Written exercise: Could you continue the passage comparing CROSS APPLY and window function performance from where it stops?

Extract to read:
* START *
SELECT 'Run ' + CAST(run AS VARCHAR) + ', Statement ' + 
  CAST(stmt AS VARCHAR) + ': ' + 
  CAST(CAST(elapsed / MIN(elapsed) OVER() AS DECIMAL(10, 5)) AS VARCHAR)
FROM @results;

Surprisingly, also SQL Server has worse performance with the APPLY approach than with window functions, although the difference is smaller (I’m using SQL Server 2014):

Run 1, Statement 1: 5.07019
Run 1, Statement 2: 1.11988
Run 2, Statement 1: 5.48820
Run 2, Statement 2: 1.20683
Run 3, Statement 1: 5.08882
Run 3, Statement 2: 1.31429
Run 4, Statement 1: 5.31863
Run 4, Statement 2: 1.00000
Run 5, Statement 1: 5.07453
Run 5, Statement 2: 1.21491

I would have expected SQL Server to be much better here, given that this syntax has been available for a long time in SQL Server. Challenge to the reader: Why do both databases perform so poorly with CROSS APPLY? I’ll explain Oracle’s problem in a bit.
* END *
Material provided:
* START *
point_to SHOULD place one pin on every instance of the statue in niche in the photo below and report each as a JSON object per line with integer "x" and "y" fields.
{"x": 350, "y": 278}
* END *
Task response:
Let’s look at PostgreSQL 9.6

The “WITH TIES” semantics can only be implemented with window functions in PostgreSQL, so let’s stick to the “ROWS” semantics of the LIMIT clause.

DO $$
DECLARE
  v_ts TIMESTAMP;
  v_repeat CONSTANT INT := 100;
  rec RECORD;
  run INT[];
  stmt INT[];
  elapsed DECIMAL[];
  max_elapsed DECIMAL;
  i INT := 1;
BEGIN

  -- Repeat benchmark several times to avoid warmup penalty
  FOR r IN 1..5 LOOP
    v_ts := clock_timestamp();

    FOR i IN 1..v_repeat LOOP
      FOR rec IN (
        SELECT actor_id, first_name, last_name, title
        FROM actor a
        LEFT JOIN LATERAL (
          SELECT title
          FROM film f
          JOIN film_actor fa USING (film_id)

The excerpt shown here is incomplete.